### [SUPPLIED PASSAGE]
= = = =
Distributed and syndicated content

The web has long supported the idea of content which canonically exists at one location also being available in a different form in a different location. Some of the oldest examples are [RSS](https://en.wikipedia.org/wiki/RSS) and other machine readable syndication formats, and the newest include content platforms such as [Blendle](https://blendle.com/), Facebook's [instant articles](https://developers.facebook.com/docs/instant-articles) and Google's [AMP top stories](https://developers.google.com/search/docs/data-types/articles) carousel. This raises important issues concerning the [primacy of URLs](https://www.w3.org/TR/webarch/#identification) and [origins](https://html.spec.whatwg.org/multipage/origin.html#origin), and the ability for users to make judgments about the trustworthiness and provenance of the information they find while using the web. Distributed content has compelling use cases and is well supported by fundamental web technologies such as hyperlinks and iframes, but some newer approaches can present security and privacy challenges.

## Definitions The word 'syndicated' has been long used to describe the republishing of content by someone other than the author, but the emergence and growth of a new generation of mostly proprietary platforms has prompted the use of a new term in the media industry. We recognise that the term 'distributed content' has gained acceptance in that community (cf. the annual [Reuters Institute Digital News Report](http://www.digitalnewsreport.org/survey/2016/overview-key-findings-2016)), and although the general mechanism of syndication on a proprietary platform can be applied to almost any kind of content, the most popular use case until now has been news. In recognition of this, we use the term 'distributed content' in this finding, but do not intend to restrict the scope of the finding to news.
= = = =
### [COLLECTED MATERIAL]
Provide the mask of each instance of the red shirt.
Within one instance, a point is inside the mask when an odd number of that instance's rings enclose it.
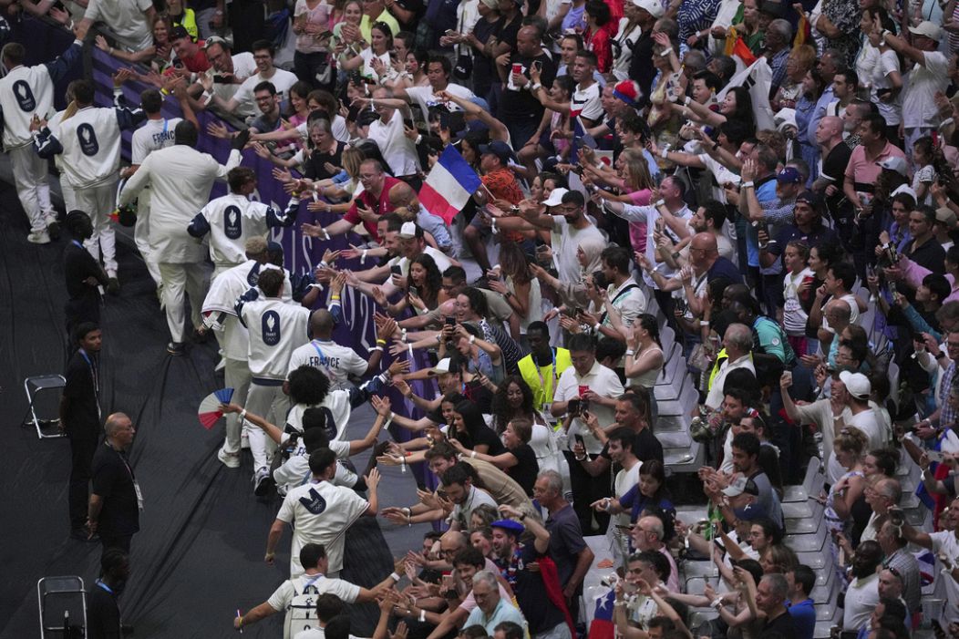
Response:
[[[389,203],[389,189],[393,188],[394,184],[399,183],[400,180],[396,178],[385,176],[383,179],[383,190],[380,191],[380,197],[374,198],[373,194],[369,191],[363,191],[353,201],[353,203],[350,204],[350,210],[346,211],[346,215],[343,216],[343,220],[352,222],[354,225],[358,225],[363,222],[363,226],[366,229],[366,232],[369,233],[369,236],[375,241],[380,242],[380,234],[376,232],[376,223],[365,222],[360,217],[360,211],[357,210],[356,201],[360,200],[363,201],[363,203],[366,204],[366,208],[372,210],[378,216],[392,213],[395,209],[392,204]]]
= = = =
Carry the passage on distributed and syndicated content forward from its last sentence. The lines above are material apart from the passage on distributed and syndicated content.

### [EXERCISE OUTPUT]
## Trends in distributed content patterns There is no specification that defines how distributed content platforms work or the behavior or features they exhibit to the user. However, modern distributed content platforms are characterized by the following trends: * **Less attribution:** Often, the distributed form does not provide a browser-verified, user-visible indication of the source origin. * **Increased visual/functional fidelity:** Distributed forms of content can use advanced web platform features and sophisticated styling, making it hard to distinguish from the original. * **More frequently complete:** The distributed form is often a complete copy of the canonical form rather than a teaser or abstract * **Less canonical source referencing:** Distributed forms sometimes do not link to the canonical form in a standardized way, such as a `` or `` tag.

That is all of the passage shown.